* DESCRIPTION OF THE TASK: Set out every line of the records below as a Markdown table with two columns, Row for the row number and Line for the line itself, skipping any blank lines. Keep the pictures out of your answer.

* TASK INPUTS:
• • • • •

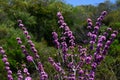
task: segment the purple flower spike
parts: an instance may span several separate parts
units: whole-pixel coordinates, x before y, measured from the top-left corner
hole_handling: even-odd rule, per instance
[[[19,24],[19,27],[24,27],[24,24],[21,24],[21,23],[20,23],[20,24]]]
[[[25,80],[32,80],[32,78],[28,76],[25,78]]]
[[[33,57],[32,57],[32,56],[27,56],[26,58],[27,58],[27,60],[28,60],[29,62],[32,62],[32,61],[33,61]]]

• • • • •

* ANSWER TO THE TASK:
| Row | Line |
|---|---|
| 1 | task: segment the purple flower spike |
| 2 | parts: an instance may span several separate parts |
| 3 | units: whole-pixel coordinates, x before y, measured from the top-left corner |
| 4 | hole_handling: even-odd rule, per instance |
| 5 | [[[19,24],[19,27],[24,27],[24,24],[21,24],[21,23],[20,23],[20,24]]] |
| 6 | [[[25,80],[32,80],[32,78],[28,76],[25,78]]] |
| 7 | [[[33,57],[32,57],[32,56],[27,56],[26,58],[27,58],[27,60],[28,60],[29,62],[32,62],[32,61],[33,61]]] |